Your task. Where a line in the entries below contains the word "basketball", count it. Return the total alone.

======== Provided records

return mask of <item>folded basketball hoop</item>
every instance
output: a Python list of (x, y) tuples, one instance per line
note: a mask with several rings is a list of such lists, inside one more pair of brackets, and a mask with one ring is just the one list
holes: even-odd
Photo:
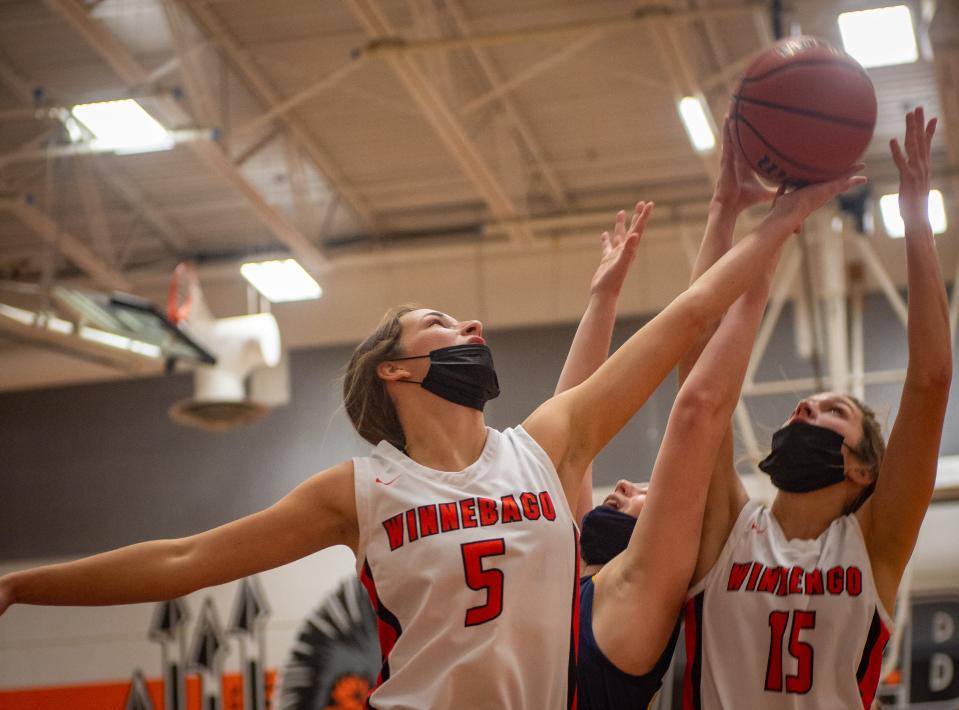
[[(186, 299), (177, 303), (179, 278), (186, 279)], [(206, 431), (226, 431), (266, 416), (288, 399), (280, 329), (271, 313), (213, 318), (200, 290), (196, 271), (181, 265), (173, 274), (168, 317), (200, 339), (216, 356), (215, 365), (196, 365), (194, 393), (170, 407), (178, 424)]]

================
======== Provided records

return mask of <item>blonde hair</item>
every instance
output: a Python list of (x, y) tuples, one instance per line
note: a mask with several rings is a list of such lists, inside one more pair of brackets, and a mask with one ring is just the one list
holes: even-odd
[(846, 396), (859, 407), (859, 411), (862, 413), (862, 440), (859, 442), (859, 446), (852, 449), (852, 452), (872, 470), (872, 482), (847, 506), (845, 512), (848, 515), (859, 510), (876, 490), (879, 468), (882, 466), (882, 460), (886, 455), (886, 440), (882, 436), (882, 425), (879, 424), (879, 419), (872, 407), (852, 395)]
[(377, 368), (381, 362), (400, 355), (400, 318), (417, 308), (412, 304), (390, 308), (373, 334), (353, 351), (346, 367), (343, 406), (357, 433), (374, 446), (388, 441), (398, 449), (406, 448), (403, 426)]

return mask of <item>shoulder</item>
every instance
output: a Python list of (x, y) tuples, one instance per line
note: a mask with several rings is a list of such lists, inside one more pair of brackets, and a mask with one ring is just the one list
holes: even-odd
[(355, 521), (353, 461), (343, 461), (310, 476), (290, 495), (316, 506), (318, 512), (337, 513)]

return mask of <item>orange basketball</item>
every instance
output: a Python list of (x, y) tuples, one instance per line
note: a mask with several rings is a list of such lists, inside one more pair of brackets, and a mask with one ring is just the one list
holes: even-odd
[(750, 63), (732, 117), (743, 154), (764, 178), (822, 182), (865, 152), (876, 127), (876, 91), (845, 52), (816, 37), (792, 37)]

================

Exercise solution. 2